WHAT YOU HAVE TO DO:
Resume the article below on Airbnb's move to a host-only fee, picking up right after its final sentence.

PASSAGE:
On August 25, 2025, Airbnb started phasing out the split-fee model.
For years, Airbnb ran with two parallel systems:
- Split Fee: The “classic” model. Hosts paid about 3%, while guests paid a 14–16% service fee.
- Host-Only Fee (called Simplified Pricing or Single Fee by Airbnb): Airbnb charged hosts around 15%, with no separate guest service fee. Since 2020 (rolled out globally thereafter), this has already been mandatory for software-connected property managers in Europe (Airbnb’s “simplified pricing“) and strongly encouraged elsewhere.
Now, Airbnb is ending the split fee everywhere. By December 1, 2025, all hosts — large or small, PMS-connected or not — will be on the host-only fee (~15.5%).
📅 Timeline
- Aug 25, 2025 → New PMS-connected hosts must use Single Fee.
- Oct 27, 2025 → Most PMS-connected hosts worldwide automatically move to 15.5% Single Fee.
- Dec 1, 2025 → Most non-PMS hosts (individual hosts, small operators) also move to 15.5% Single Fee.
- Exemption: Hotel listings under Airbnb Travel LLC contracts.
🏠 Implications for Hosts
U.S. Small Hosts
- Biggest impact: They’ve been enjoying the split model (3% host fee) until now.
- Moving to 15.5% means their cost of distribution goes upto 5x overnight.
- Likely response: Hosts may raise rates to protect margins. But higher rates could reduce bookings.

EXCERPTED DATA:
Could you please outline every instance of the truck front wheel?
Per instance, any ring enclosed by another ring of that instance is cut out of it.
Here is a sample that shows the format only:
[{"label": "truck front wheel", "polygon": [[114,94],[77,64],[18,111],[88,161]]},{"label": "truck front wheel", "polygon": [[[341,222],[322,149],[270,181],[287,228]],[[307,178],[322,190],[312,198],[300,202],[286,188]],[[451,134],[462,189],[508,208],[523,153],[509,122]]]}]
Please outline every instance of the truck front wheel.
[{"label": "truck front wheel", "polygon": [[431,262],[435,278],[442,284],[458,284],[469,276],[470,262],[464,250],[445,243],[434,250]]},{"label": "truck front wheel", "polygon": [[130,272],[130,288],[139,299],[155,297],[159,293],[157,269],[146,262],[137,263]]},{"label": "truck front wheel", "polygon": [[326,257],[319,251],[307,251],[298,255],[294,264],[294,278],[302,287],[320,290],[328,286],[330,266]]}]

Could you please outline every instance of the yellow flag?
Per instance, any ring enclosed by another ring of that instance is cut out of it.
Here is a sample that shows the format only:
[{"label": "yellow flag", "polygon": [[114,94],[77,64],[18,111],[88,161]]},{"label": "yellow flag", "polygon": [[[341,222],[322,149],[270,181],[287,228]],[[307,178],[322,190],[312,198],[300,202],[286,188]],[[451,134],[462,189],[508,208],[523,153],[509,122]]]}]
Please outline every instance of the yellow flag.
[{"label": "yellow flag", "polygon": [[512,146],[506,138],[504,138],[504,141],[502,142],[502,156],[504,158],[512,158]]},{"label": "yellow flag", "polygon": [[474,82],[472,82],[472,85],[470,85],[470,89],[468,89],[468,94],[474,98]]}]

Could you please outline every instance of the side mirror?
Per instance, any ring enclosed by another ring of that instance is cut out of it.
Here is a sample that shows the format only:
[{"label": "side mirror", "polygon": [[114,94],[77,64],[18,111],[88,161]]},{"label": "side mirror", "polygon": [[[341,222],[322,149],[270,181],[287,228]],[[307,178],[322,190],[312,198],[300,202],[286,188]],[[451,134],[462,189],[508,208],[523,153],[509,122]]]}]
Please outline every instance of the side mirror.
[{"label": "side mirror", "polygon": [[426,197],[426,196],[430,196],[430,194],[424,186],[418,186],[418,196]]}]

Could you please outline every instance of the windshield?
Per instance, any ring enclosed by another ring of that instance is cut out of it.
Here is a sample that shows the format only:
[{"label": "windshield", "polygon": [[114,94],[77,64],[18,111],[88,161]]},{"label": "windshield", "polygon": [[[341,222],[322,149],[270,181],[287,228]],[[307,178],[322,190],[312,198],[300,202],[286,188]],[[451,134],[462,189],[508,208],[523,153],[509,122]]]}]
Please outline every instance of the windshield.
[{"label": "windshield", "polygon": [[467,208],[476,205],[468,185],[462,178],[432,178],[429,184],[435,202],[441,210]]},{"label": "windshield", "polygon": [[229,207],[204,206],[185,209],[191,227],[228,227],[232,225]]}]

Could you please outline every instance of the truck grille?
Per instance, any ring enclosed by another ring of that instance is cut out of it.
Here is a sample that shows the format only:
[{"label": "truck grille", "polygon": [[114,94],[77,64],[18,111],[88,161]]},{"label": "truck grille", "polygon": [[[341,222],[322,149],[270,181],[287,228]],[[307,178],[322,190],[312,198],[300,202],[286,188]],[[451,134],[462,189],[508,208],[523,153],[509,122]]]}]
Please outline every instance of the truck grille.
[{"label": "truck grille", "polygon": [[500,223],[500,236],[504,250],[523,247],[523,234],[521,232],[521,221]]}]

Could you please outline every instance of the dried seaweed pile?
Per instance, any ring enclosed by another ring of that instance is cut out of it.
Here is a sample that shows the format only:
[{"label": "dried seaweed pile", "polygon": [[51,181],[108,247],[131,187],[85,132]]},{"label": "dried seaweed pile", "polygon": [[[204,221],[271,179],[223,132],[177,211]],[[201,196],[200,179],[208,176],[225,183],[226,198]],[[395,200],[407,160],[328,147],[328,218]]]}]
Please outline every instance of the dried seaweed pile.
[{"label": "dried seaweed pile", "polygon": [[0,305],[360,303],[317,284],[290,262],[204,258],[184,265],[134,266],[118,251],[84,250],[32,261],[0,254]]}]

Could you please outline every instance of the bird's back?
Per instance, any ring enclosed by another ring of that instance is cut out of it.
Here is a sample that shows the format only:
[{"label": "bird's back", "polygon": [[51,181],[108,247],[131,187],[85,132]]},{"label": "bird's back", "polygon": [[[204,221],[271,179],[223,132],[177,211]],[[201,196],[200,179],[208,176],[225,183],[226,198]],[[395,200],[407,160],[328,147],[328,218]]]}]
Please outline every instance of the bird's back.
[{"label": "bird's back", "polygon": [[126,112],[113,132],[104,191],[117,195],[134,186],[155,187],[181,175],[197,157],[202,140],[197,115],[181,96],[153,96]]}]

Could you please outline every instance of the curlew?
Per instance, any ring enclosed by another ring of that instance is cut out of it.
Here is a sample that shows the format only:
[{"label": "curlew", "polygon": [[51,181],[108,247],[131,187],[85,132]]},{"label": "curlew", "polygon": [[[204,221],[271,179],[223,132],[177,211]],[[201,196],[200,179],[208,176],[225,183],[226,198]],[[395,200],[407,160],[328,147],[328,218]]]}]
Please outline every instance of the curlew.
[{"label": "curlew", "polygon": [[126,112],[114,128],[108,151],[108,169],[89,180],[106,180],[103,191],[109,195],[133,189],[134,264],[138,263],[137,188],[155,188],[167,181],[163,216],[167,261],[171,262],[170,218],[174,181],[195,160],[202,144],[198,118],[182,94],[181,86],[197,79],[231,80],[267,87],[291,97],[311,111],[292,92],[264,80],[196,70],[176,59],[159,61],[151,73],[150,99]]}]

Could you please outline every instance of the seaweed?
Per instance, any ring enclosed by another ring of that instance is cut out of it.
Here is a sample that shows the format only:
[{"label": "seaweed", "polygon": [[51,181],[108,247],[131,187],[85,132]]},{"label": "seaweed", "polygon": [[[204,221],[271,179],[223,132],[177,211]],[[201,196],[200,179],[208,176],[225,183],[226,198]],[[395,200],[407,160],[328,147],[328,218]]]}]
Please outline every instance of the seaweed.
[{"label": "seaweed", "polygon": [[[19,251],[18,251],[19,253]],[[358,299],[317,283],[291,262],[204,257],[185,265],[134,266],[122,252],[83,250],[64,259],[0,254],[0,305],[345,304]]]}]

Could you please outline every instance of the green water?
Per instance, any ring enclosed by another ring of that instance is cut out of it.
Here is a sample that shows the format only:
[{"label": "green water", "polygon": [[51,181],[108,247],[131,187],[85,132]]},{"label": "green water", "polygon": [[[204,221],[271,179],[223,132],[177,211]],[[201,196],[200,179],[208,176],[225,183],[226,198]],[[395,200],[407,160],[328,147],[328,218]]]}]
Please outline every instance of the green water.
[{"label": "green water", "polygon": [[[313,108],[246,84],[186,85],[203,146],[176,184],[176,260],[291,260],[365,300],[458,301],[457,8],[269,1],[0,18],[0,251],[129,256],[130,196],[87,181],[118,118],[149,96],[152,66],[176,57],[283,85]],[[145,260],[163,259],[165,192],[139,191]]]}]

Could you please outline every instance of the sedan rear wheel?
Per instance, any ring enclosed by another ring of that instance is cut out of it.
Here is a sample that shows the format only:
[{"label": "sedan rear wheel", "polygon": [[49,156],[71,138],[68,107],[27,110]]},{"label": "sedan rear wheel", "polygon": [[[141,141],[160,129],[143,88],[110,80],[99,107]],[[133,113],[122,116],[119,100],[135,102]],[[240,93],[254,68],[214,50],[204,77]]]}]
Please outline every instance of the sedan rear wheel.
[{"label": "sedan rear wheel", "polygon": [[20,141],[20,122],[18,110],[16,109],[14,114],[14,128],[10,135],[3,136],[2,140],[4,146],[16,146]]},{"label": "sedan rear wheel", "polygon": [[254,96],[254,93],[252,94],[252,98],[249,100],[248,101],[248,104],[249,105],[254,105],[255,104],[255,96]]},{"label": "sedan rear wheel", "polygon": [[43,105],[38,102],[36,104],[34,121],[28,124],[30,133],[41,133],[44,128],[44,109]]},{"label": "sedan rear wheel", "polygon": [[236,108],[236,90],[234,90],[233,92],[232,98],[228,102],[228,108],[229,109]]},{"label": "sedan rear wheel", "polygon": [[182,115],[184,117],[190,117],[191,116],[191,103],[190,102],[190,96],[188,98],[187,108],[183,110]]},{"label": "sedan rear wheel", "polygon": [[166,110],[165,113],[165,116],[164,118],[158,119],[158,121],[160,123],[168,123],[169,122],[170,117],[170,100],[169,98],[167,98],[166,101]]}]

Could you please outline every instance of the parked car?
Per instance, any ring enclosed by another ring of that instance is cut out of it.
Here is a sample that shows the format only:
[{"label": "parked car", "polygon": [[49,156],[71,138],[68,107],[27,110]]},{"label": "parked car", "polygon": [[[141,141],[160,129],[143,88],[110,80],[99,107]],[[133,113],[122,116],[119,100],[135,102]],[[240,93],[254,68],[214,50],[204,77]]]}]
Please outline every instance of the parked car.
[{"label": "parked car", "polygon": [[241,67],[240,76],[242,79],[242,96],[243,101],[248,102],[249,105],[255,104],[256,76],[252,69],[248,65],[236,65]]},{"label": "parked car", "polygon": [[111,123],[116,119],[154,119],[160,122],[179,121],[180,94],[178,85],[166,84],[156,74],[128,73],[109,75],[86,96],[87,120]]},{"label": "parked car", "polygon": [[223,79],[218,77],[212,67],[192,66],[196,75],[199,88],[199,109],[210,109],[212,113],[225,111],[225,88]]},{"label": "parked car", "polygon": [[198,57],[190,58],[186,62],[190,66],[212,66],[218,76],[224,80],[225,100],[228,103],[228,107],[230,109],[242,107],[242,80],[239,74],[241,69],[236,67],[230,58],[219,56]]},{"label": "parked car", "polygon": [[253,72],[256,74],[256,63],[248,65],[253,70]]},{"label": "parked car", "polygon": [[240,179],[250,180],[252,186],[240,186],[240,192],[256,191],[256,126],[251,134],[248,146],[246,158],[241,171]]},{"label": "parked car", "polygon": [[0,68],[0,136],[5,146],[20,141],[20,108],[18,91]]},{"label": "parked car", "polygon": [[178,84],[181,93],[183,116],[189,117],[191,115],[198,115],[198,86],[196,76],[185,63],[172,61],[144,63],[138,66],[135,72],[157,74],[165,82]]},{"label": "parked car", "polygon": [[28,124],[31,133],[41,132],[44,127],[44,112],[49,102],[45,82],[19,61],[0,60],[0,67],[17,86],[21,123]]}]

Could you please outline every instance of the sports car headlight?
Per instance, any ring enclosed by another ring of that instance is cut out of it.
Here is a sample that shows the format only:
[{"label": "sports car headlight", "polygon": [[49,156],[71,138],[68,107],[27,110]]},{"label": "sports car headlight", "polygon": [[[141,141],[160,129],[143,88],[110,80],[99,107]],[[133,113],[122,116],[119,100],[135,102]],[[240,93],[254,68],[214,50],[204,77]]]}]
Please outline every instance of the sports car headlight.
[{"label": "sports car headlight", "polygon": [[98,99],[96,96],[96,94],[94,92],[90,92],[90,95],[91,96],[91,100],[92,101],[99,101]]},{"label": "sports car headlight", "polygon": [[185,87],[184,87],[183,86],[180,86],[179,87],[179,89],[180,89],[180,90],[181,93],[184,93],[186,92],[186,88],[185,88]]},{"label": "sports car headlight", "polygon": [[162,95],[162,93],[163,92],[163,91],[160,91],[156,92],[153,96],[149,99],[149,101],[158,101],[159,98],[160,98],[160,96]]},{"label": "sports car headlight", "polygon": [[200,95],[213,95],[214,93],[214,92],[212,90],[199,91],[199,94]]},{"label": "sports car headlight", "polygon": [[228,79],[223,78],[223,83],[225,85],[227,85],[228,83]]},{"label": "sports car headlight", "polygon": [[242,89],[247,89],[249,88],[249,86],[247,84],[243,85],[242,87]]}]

RESPONSE:
U.S. Property Managers
- For years, many U.S. property managers also benefited from the split-fee setup, which made Airbnb look cheaper than Booking.com or Vrbo from their side.
- With the shift to 15.5% host-only fees, U.S. managers now face channel cost parity with Booking.com (~15%), while Vrbo remains cheaper (~8%).
- This will trigger tough strategic questions:
- Should they align pricing across channels now that Airbnb is no longer cheaper?
- Should they rebalance inventory toward Vrbo or Booking.com, where the economics are better?
- Or should they accept Airbnb’s higher cost if guest demand remains stronger there?
- For multi-channel managers, this change will force a more deliberate channel mix strategy — not just relying on Airbnb’s brand power, but weighing cost vs. demand.
Property Managers in Europe
- Less dramatic: PMS-connected managers have already been under host-only (Simplified Pricing) since 2020.
- What’s new: even non-PMS European hosts (smaller operators) lose access to split fee in December 2025.
Cleaning Fees and Extras
- Remember: the Airbnb host service fee applies to the total booking amount, which means:
- Nightly rate
- Cleaning fee
- Additional guest fees
- Under the split fee, only 3% was deducted from these amounts. Under the host-only fee, it’s now 15.5%.
- This means that if you don’t adjust, Airbnb will now take five times more from your cleaning fee as well.
- To keep your net cleaning payout the same, you may want to recalculate:
- New Cleaning Fee ≈ Old Cleaning Fee × 1.1479(That multiplier offsets the jump from 3% to 15.5% host service fee.)
Strategic Challenge for All Hosts
- Hosts will have to rethink pricing strategy:
- Do you increase rates and cleaning fees to pass on the higher fee?
- Absorb some of the cost to stay competitive?
- Rebalance reliance on Airbnb versus Booking.com, Vrbo, or direct bookings?
👤 Implications for Guests
- No more Airbnb service fee line item: checkout is cleaner, no surprises.
- Higher nightly rates are likely (as hosts pass costs along).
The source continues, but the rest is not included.